RESPOSTA DESTE (E)LEITOR


No artigo “Sejamos radicais” (Estadão, A2, 1º de julho), o Sr. Fernando Henrique Cardoso faz  adesão à bandeira dos eleitores do Sr. Jair Messias Bolsonaro. Examinemos as razões.
Ele inicia o texto propugnando que a Justiça puna os corruptos; preconizando que não sejamos indiferentes ao grito de “ordem”; e enfatizando que todos querem a punição dos corruptos e ordem para todos. Ora, os eleitores do Sr. Bolsonaro optaram por votar nele pelas razões que o Sr. FHC tardiamente passa a defender.
O professor prossegue em seu discurso, afirmando que o País foi longe demais ao não coibir a criminalidade e a corrupção; surpreendentemente, asseverando que só soldados armados enfrentam os bandidos; e aduz que o Brasil tem pressa pois chega de governos [peessedebistas e petistas — acréscimo deste signatário] incompetentes. Uma vez mais o Sr. FHC evidencia o óbvio, isto é, razões inequívocas pelas quais os cidadãos aderiram à candidatura do Sr. Bolsonaro.
_____
**A FAZER**:
1. Liste todas as formas verbais no gerúndio que aparecem no trecho da página.
2. Segundo o trecho da página, em que jornal e em que data saiu o artigo “Sejamos radicais”?
3. Transcreva o trecho da página a partir de "RESPOSTA DESTE (E)LEITOR" até "passa a defender.", incluindo essas palavras.
O material que vem a seguir é independente do trecho da página.

**MATERIAL FORNECIDO**:
_____
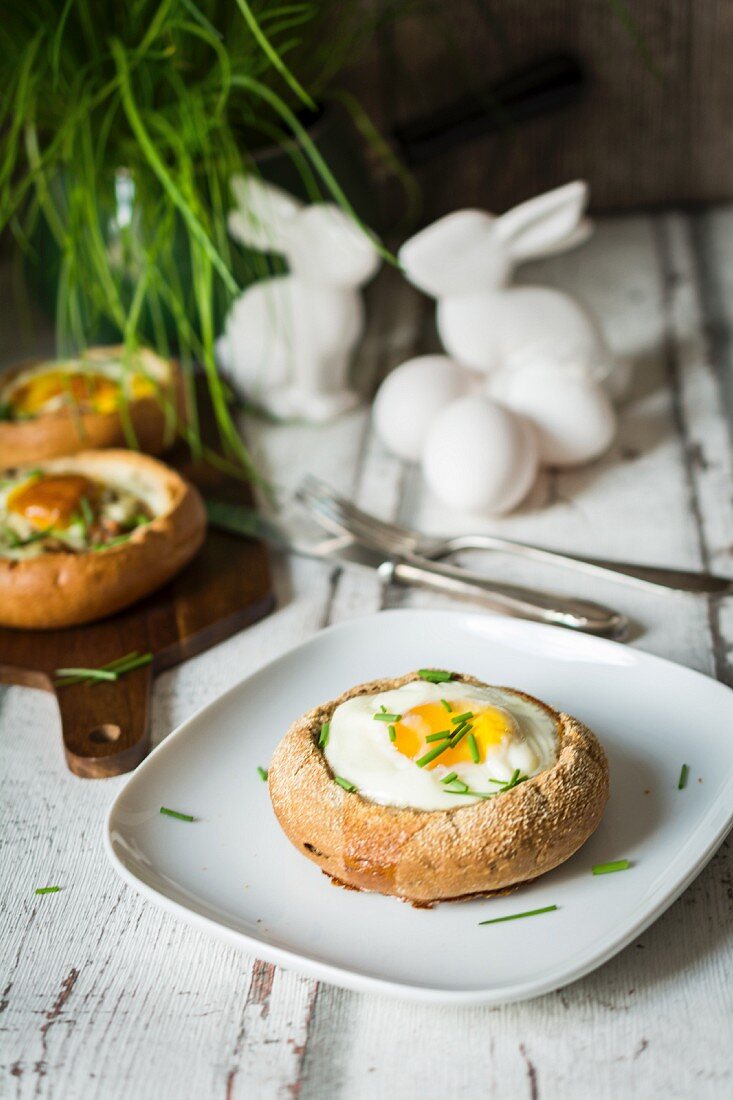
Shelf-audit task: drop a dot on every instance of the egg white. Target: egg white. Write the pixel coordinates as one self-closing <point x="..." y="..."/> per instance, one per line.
<point x="359" y="748"/>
_____
**RESPOSTAS ESPERADAS**:
1. propugnando, preconizando, enfatizando, afirmando, asseverando

2. No Estadão, página A2, em 1º de julho.

3.
RESPOSTA DESTE (E)LEITOR


No artigo “Sejamos radicais” (Estadão, A2, 1º de julho), o Sr. Fernando Henrique Cardoso faz  adesão à bandeira dos eleitores do Sr. Jair Messias Bolsonaro. Examinemos as razões.
Ele inicia o texto propugnando que a Justiça puna os corruptos; preconizando que não sejamos indiferentes ao grito de “ordem”; e enfatizando que todos querem a punição dos corruptos e ordem para todos. Ora, os eleitores do Sr. Bolsonaro optaram por votar nele pelas razões que o Sr. FHC tardiamente passa a defender.